Texto fornecido:
######

Em 1996 o governo federal encaminhou ao Congresso Nacional projeto de lei que, na Câmara dos Deputados, recebeu o número 2.660/1996. A proposição regulamenta o tempo na direção de veículo para o motorista de ônibus e caminhão que trafegue em rodovias. Após seis anos de tramitação, o projeto de lei, por substitutivo do Senado, está para ser remetido à votação final no plenário da Câmara dos Deputados.
Proposta original: pretende o Executivo aprovar lei ordinária trabalhista, esparsa, fora do âmbito da CLT, vedando ao motorista de caminhão e ônibus dirigir mais de quatro horas ininterruptamente em rodovias, devendo descansar pelo menos uma hora de forma contínua, ou descontínua, ao longo das quatro horas dirigidas. No período de vinte e quatro horas de trabalho seria obrigado ao intervalo de descanso de, pelo menos, doze horas. Ao mesmo tempo, obriga os caminhões e ônibus de transporte rodoviário serem equipados com tacógrafo ou equipamento equivalente, a partir da fábrica ou adaptados no prazo de 120 dias, ficando sob controle dos organismos executivos do sistema nacional de trânsito. No caso de inobservância da lei, a punição vai da interceptação temporária do veículo até a apreensão do mesmo, cumulado com multa.
Substitutivo aprovado: no Senado, o substitutivo aprovado mudou radicalmente o projeto de lei original, a saber (1) acrescentou três dispositivos à Lei nº 9.503,de 23/09/1997, que institui o Código de Trânsito Brasileiro, retirando o caráter de lei do trabalho, (2) acrescentou o art.28-A à Lei n.º 9.503/97 vedando ao motorista de caminhão ou ônibus trafegando em rodovia dirigir ininterruptamente por mais de quatro horas, com descanso de 30 minutos, de modo contínuo ou descontínuo, podendo essa jornada de quatro ser prorrogada por mais uma hora para chegar a lugar da parada adequada, sendo previsto um intervalo de dez horas entre uma jornada diária e outra, (3) acrescentou o art. 230-A impondo ao motorista que transgredir a norma anterior a infração gravíssima, multa e retenção temporária do veículo por período igual ao da parada não observada, (4) introduzindo um item (X) ao art. 21 da Lei n.º 9.503/97, para atribuir à autoridade rodoviária a aplicação de penalidade e arrecadação da multa.

######

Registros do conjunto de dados
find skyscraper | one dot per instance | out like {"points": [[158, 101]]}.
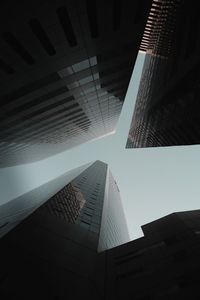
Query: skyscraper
{"points": [[167, 106], [65, 67], [164, 264], [54, 252]]}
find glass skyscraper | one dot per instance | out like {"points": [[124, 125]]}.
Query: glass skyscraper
{"points": [[167, 105], [54, 252], [65, 67]]}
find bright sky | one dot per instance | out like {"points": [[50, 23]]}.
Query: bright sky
{"points": [[153, 182]]}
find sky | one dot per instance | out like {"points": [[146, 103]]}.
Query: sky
{"points": [[153, 182]]}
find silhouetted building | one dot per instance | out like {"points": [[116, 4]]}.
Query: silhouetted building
{"points": [[54, 252], [65, 67], [167, 106], [47, 256], [164, 264]]}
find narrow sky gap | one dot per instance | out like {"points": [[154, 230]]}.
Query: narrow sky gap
{"points": [[152, 182]]}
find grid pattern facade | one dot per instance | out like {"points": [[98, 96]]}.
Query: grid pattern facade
{"points": [[167, 106], [66, 204], [65, 67]]}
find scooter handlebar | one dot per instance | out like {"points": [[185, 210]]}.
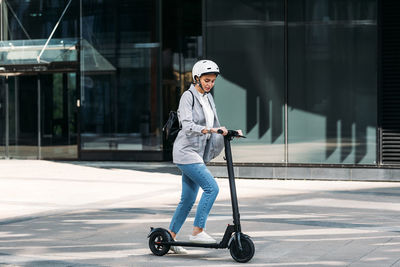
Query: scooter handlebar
{"points": [[231, 133]]}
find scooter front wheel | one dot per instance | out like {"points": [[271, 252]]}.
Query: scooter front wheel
{"points": [[247, 251], [155, 240]]}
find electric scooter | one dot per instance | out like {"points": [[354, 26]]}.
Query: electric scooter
{"points": [[240, 245]]}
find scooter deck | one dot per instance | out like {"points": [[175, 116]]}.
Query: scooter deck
{"points": [[190, 244]]}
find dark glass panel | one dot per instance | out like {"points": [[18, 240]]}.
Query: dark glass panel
{"points": [[120, 96], [246, 39], [332, 81]]}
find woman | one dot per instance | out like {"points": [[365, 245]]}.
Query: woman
{"points": [[196, 144]]}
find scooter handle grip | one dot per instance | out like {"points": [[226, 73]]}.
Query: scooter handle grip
{"points": [[231, 133]]}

######

Instruções da tarefa:
Redigite, sem nenhuma alteração, o trecho do texto sobre o tempo de direção dos motoristas de ônibus e caminhão que vai de "Proposta original: pretende" até "cumulado com multa.".

Resposta:
Proposta original: pretende o Executivo aprovar lei ordinária trabalhista, esparsa, fora do âmbito da CLT, vedando ao motorista de caminhão e ônibus dirigir mais de quatro horas ininterruptamente em rodovias, devendo descansar pelo menos uma hora de forma contínua, ou descontínua, ao longo das quatro horas dirigidas. No período de vinte e quatro horas de trabalho seria obrigado ao intervalo de descanso de, pelo menos, doze horas. Ao mesmo tempo, obriga os caminhões e ônibus de transporte rodoviário serem equipados com tacógrafo ou equipamento equivalente, a partir da fábrica ou adaptados no prazo de 120 dias, ficando sob controle dos organismos executivos do sistema nacional de trânsito. No caso de inobservância da lei, a punição vai da interceptação temporária do veículo até a apreensão do mesmo, cumulado com multa.